ПРЕДЛОЖЕННЫЙ ФРАГМЕНТ:
====
Маска конквистадора была попыткой во что бы то ни стало утвердить себя, и не только утвердить, но сделать себя вопреки своей среде и собственным невыигрышным данным. Дело в том, что в юности и позже Гумилев, по воспоминаниям людей, его хорошо знавших, был некрасив и непривлекателен: вытянутая голова, рыхлые черты лица, толстые бледные губы, бесцветные волосы, косящие глаза, шепелявость. Поэзия, как это нередко бывает, скрыла себя за чертами явно непоэтическими. Сказка Андерсена о гадком утенке словно решила повторить себя в судьбе царскосельского поэта.

Именно этот «сюжет» и имела в виду Ахматова, когда писала о Гумилеве:

Только, ставши лебедем надменным,

Изменился серый лебеденок…

(«В ремешках пенал и книги были,..»).
====
(Данные для указания по референтным выражениям)
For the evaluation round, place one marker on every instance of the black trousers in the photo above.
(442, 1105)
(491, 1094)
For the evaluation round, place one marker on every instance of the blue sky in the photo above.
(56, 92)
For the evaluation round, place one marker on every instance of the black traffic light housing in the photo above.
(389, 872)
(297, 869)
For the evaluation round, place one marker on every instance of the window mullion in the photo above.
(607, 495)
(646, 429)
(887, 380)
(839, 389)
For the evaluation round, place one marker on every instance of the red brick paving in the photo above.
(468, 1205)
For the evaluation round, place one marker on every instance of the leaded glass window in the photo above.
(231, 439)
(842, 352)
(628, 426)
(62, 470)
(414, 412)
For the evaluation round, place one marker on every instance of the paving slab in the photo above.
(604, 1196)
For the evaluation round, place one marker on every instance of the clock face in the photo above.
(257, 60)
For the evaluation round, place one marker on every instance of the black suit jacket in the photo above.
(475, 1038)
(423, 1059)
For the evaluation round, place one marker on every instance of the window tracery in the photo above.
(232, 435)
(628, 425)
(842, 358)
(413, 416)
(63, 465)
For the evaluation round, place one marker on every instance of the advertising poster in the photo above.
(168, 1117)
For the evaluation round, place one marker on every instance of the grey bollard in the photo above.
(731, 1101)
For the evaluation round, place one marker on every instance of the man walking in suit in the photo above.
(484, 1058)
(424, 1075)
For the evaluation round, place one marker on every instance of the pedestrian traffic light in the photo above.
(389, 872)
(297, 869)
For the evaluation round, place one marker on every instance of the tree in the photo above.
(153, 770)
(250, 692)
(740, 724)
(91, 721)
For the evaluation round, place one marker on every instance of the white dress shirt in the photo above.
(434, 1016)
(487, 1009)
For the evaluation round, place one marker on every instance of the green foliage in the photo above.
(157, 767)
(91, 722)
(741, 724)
====
СУТЬ ЗАДАНИЯ: Подхватите текст о юности Гумилева и продолжите его после последней приведенной строки.

ОТВЕТ НА ЗАДАНИЕ:
Серому лебеденку не терпелось стать лебедем. Ему шел двадцатый год, а он все еще учился в гимназии. Вот почему понадобилась маска, роль, грим, а вместе с ними и прочие элементы звонкого романтического репертуара. В пору «Пути конквистадоров» он брал из этого реквизита просто напрокат, но потом кое-что так и пристало к нему, в том числе актерство, любовь к позе, к риску, приключениям. В конце жизни все это очень дорого обошлось Гумилеву, замешавшему себя в заговор, но в юности романтические плащи и мечты казались удивительно красивыми, а главное, совершенно необходимыми.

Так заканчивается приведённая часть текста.